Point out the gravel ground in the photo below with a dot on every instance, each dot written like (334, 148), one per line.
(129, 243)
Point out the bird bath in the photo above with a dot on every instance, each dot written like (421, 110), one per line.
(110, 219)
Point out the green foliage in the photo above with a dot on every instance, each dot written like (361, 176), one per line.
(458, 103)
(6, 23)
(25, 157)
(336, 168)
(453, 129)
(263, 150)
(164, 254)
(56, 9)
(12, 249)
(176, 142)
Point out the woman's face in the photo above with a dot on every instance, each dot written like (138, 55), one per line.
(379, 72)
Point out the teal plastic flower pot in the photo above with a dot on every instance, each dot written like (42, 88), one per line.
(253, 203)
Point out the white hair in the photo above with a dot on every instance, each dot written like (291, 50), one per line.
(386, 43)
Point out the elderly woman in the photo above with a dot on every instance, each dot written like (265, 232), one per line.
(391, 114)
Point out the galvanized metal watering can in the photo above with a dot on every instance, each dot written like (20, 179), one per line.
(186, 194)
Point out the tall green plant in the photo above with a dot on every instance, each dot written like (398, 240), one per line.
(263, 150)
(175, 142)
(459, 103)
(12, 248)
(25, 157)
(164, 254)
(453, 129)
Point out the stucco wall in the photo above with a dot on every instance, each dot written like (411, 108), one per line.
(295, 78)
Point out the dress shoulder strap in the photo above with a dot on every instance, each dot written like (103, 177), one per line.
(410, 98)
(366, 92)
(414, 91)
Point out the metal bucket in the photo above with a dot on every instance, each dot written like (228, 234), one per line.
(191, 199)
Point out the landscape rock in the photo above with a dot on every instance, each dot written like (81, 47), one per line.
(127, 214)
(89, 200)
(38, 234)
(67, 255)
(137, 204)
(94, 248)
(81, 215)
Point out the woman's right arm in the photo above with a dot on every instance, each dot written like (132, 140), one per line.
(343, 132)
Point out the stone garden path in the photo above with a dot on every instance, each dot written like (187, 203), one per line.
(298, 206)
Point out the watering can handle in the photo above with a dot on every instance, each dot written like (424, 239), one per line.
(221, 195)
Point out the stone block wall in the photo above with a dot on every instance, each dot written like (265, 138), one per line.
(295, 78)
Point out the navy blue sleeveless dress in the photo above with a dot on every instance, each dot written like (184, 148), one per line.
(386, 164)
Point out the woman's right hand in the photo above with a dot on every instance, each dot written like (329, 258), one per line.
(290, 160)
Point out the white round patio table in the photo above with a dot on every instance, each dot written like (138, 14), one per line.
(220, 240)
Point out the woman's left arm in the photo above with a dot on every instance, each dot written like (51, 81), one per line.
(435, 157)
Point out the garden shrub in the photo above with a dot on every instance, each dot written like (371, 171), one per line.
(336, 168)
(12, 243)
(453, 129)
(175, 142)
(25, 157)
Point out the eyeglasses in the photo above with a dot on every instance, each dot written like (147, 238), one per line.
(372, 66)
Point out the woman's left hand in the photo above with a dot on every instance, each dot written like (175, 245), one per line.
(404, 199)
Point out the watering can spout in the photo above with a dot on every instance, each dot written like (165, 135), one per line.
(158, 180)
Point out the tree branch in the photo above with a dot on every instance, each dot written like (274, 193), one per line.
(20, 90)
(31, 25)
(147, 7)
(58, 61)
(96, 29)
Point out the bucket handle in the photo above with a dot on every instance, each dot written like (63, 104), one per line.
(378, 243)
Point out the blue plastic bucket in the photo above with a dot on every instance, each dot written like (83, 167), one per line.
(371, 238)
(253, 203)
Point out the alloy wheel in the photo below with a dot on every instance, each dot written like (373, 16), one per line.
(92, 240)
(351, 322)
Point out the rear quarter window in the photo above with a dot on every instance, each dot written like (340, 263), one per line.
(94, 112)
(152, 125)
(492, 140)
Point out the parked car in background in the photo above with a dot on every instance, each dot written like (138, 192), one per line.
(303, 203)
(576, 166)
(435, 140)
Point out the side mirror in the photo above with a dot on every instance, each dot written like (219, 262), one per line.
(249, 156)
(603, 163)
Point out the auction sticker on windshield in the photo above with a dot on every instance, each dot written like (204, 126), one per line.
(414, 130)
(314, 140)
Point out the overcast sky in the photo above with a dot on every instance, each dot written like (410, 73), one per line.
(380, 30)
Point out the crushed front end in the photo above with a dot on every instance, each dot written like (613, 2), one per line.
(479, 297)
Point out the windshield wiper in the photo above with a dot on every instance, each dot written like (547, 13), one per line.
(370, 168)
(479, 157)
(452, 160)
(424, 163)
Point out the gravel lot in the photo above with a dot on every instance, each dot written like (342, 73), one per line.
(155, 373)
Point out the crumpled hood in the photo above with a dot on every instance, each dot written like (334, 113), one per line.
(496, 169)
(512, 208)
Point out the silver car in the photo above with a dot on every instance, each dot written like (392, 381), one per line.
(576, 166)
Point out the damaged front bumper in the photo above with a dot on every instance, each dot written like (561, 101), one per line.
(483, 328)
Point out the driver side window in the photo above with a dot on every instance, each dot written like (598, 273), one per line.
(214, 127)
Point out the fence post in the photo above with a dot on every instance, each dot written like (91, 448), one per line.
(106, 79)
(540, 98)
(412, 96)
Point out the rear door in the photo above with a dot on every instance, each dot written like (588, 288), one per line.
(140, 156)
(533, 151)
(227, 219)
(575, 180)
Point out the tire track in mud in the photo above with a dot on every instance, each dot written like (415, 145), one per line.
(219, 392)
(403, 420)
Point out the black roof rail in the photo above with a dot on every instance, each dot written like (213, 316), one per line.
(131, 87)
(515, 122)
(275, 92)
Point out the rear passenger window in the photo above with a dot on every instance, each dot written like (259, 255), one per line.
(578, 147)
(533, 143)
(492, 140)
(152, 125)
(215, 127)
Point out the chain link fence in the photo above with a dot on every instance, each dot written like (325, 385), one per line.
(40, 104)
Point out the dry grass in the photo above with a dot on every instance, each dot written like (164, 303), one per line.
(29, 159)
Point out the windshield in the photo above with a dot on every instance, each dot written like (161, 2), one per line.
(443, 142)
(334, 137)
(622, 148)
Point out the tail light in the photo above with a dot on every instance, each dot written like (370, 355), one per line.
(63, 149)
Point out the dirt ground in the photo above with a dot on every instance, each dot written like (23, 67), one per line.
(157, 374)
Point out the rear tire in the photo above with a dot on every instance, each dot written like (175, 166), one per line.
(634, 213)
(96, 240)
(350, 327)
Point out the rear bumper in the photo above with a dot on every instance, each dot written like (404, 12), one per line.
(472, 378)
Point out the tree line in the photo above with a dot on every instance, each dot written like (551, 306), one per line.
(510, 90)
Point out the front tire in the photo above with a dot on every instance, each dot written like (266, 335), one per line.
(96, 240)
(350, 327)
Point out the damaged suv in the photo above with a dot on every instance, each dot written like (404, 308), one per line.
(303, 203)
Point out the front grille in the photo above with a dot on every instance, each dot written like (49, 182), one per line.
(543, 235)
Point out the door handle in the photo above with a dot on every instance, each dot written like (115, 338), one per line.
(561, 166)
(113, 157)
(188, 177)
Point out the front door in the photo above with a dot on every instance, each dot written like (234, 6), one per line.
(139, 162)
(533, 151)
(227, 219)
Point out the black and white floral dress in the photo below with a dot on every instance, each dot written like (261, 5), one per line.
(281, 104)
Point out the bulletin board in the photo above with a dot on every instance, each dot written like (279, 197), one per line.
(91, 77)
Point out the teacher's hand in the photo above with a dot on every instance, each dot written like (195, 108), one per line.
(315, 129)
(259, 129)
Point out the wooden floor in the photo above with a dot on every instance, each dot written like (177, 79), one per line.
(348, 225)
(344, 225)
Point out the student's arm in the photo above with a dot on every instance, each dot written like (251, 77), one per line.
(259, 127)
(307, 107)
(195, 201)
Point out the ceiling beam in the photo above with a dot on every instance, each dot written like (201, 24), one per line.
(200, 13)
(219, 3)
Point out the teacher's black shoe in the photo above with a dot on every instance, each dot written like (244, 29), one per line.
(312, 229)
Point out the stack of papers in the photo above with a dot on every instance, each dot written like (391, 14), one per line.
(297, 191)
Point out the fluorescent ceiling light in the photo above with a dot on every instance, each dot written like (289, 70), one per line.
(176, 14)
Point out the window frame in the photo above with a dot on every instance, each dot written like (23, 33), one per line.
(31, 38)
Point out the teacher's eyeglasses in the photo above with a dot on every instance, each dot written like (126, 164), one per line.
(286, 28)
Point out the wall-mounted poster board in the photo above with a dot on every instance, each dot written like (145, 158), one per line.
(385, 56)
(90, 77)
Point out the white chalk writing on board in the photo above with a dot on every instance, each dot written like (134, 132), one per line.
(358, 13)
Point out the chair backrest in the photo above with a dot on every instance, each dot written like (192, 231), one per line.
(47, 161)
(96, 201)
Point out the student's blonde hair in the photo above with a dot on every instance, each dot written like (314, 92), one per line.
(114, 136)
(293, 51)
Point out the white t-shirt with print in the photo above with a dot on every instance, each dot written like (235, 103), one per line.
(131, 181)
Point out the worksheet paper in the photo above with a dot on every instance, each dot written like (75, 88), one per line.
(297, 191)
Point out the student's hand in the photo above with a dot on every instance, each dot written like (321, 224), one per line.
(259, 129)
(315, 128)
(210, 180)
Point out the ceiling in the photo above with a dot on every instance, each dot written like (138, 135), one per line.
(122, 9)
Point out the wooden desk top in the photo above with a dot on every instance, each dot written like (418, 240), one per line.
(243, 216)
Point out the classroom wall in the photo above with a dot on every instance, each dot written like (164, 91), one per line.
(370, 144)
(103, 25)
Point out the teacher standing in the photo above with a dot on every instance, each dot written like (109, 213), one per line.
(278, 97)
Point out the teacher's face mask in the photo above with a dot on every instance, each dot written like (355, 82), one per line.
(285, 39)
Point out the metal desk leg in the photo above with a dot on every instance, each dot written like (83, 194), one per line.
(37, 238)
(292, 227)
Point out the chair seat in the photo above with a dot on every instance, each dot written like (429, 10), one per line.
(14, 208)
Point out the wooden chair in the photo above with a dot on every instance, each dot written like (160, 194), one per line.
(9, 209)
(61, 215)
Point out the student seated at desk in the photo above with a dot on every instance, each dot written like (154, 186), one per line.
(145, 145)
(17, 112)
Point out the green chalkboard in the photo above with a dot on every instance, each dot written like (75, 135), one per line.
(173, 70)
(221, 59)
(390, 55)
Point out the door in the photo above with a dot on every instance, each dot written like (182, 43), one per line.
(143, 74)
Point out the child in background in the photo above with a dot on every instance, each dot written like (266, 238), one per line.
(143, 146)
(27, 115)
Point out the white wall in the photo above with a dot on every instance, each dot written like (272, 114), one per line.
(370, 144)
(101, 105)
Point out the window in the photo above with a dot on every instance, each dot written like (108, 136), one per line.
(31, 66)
-------------------------
◆ SHORT PROBLEM ◆
Return the records word for word, starting at the line that contains "Point out the door in" and ending at the final line of the records.

◆ ANSWER TO THE EXERCISE ◆
Point out the door in the photo above with a dot on every instance, each dot written like (182, 43), one per line.
(143, 74)
Point out the child in background in the photo above with a dot on every instance, each dot written like (266, 238), one per line.
(143, 146)
(27, 115)
Point out the white wall in the photo above with a dot on every instance, each dot written like (272, 114), one per line.
(370, 144)
(101, 105)
Point out the window in the photo above with a dot on every instance, each dot written like (108, 136), one per line.
(31, 66)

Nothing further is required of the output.